REQUEST:
Count the lines in the entries below that contain the word "grebe", and give only that number.

DATA LISTING:

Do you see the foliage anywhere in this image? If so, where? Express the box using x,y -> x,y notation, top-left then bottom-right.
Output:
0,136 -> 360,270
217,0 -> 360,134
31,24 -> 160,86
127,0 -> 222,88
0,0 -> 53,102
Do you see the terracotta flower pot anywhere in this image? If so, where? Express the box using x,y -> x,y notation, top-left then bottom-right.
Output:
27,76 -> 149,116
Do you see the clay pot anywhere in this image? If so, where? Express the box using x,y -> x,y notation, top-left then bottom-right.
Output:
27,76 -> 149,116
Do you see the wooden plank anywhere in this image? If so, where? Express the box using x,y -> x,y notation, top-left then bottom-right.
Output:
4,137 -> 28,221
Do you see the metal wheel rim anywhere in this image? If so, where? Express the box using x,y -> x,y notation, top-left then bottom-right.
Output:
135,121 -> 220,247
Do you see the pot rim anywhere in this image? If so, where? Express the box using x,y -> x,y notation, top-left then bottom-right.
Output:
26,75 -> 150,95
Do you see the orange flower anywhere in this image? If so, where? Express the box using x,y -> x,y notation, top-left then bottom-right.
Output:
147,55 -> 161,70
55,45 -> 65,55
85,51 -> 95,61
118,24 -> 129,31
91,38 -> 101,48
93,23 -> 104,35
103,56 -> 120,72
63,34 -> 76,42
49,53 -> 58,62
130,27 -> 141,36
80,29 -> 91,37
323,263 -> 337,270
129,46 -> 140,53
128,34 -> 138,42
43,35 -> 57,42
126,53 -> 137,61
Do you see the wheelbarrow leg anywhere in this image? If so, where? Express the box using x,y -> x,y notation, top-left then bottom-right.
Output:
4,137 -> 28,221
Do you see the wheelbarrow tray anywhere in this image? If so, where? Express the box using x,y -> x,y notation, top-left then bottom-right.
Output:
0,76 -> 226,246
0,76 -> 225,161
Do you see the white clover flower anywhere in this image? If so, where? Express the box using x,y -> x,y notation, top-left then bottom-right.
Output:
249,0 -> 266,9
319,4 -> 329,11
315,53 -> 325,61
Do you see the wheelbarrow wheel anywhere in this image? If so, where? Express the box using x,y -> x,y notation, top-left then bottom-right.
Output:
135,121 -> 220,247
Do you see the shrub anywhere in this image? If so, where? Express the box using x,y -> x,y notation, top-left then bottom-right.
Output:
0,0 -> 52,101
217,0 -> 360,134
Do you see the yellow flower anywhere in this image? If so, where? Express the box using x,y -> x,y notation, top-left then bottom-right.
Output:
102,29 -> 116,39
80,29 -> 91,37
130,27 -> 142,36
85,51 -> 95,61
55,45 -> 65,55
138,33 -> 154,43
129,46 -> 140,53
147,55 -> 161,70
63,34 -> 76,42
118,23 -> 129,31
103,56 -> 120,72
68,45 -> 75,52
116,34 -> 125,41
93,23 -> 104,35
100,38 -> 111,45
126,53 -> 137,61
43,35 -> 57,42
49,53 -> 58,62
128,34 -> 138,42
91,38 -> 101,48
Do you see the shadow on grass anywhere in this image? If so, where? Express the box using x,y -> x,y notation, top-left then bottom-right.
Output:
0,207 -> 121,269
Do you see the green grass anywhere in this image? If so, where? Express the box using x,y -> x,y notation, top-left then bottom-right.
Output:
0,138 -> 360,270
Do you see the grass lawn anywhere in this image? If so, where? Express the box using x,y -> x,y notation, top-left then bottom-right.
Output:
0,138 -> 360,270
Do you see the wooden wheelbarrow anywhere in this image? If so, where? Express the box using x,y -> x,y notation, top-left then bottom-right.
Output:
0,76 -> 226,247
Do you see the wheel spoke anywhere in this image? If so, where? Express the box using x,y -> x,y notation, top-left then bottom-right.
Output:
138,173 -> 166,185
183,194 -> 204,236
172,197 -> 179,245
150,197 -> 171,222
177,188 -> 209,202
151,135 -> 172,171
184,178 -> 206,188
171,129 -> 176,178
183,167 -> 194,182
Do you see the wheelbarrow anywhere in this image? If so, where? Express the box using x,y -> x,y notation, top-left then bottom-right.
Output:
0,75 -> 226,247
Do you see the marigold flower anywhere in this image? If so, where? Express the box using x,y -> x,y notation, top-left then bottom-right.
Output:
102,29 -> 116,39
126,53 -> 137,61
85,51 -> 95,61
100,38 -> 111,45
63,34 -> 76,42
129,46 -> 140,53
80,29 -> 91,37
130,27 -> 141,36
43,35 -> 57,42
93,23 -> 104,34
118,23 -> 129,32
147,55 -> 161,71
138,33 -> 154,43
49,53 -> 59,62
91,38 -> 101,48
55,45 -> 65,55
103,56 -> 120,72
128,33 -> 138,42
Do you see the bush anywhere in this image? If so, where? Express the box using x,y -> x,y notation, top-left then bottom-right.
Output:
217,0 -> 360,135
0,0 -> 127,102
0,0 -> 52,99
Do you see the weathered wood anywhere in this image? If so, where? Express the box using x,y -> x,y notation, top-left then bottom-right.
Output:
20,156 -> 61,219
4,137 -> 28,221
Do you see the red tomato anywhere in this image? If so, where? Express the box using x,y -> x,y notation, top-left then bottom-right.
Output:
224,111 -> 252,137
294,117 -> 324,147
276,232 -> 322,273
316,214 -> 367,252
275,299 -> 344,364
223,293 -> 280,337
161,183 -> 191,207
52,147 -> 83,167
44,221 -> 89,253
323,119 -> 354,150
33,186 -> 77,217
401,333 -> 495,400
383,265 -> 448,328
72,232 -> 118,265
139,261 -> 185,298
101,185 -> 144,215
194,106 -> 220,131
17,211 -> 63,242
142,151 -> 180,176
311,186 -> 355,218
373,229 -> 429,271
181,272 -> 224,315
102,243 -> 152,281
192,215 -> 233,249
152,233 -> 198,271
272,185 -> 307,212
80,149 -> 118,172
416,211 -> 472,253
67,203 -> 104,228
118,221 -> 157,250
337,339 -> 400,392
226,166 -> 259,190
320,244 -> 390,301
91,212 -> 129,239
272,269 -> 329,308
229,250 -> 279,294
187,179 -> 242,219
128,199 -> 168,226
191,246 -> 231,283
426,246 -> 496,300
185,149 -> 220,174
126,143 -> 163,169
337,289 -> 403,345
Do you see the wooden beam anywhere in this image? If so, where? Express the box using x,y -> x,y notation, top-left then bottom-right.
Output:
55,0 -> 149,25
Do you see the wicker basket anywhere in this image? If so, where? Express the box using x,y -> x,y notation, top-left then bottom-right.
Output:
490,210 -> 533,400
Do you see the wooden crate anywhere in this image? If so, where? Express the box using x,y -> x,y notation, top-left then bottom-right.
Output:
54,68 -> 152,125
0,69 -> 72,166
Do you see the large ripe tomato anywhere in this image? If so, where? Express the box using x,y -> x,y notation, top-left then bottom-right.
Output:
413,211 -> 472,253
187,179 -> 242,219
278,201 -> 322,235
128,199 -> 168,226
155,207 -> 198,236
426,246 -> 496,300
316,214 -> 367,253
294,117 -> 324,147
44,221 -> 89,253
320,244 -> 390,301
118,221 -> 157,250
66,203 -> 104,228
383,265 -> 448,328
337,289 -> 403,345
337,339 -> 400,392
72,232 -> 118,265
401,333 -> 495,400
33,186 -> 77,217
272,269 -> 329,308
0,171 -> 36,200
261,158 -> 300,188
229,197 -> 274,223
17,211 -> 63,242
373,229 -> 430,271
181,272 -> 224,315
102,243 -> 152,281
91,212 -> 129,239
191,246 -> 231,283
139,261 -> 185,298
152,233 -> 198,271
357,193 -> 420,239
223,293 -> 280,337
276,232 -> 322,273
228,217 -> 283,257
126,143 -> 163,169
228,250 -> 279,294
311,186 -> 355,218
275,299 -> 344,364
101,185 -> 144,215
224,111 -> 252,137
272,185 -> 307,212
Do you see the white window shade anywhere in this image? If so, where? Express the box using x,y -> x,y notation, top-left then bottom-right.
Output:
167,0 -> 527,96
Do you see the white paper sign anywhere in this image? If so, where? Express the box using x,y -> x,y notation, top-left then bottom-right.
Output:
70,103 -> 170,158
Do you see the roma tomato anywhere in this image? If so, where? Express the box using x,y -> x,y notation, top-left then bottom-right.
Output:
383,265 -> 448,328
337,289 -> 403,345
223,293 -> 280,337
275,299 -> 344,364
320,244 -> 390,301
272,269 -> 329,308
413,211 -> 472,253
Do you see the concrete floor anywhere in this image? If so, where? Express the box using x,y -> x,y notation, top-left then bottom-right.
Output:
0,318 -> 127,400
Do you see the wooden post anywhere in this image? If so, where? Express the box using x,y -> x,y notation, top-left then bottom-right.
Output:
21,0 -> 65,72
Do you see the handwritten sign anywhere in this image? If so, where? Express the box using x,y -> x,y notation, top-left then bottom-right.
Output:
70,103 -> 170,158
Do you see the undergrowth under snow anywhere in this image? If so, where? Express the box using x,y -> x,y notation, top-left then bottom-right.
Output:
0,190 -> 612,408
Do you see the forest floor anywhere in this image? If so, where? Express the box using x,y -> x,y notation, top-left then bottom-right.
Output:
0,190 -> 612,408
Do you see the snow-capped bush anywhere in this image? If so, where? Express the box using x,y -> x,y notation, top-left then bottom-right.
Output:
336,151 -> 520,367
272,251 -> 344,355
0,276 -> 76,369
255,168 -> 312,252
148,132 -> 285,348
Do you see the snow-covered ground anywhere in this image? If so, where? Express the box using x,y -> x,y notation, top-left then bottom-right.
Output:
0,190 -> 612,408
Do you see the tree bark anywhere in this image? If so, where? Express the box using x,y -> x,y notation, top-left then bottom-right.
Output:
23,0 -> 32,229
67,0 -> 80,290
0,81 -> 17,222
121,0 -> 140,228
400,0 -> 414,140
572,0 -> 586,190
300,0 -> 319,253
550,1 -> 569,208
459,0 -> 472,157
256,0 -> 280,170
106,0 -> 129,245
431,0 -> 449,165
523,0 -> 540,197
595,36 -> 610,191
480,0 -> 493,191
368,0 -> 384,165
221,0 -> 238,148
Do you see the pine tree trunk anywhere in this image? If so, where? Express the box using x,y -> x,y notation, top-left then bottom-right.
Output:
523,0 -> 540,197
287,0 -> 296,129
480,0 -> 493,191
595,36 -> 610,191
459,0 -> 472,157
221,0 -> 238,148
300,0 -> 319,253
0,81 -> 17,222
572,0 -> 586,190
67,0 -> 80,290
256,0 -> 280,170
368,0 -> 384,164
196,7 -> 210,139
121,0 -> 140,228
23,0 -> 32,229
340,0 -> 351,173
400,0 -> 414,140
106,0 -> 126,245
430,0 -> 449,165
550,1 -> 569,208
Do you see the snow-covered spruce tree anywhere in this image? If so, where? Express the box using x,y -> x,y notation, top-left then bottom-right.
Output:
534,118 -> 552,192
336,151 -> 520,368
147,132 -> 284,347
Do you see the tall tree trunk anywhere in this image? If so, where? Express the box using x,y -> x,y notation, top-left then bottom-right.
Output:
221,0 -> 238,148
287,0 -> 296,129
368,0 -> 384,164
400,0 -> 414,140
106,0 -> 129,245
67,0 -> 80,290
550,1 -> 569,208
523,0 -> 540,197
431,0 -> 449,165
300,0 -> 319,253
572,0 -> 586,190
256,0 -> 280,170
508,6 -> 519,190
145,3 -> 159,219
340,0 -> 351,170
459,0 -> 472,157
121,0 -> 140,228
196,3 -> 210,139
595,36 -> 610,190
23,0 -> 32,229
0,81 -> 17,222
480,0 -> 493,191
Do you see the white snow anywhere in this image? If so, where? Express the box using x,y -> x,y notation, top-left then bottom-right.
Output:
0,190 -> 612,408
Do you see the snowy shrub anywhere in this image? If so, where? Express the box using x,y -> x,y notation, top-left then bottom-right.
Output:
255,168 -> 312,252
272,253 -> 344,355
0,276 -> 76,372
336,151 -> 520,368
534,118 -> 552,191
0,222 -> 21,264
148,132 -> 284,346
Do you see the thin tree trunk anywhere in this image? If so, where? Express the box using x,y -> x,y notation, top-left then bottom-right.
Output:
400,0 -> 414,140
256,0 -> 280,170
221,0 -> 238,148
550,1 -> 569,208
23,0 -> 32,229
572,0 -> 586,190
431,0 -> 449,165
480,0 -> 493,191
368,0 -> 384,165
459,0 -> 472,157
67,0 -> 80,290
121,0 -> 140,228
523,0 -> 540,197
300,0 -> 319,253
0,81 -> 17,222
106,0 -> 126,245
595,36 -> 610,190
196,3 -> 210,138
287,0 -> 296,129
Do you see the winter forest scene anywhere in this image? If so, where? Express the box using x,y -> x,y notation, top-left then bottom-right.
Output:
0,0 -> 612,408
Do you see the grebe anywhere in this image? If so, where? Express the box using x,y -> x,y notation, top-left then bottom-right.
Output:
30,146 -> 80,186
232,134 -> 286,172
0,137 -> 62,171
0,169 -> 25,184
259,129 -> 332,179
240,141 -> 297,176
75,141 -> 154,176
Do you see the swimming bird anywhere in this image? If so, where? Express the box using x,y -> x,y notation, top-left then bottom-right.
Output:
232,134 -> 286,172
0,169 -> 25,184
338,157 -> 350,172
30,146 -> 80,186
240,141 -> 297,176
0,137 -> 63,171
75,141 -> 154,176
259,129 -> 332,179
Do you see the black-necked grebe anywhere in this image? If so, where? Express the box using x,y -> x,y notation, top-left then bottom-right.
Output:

EXPECTED ANSWER:
2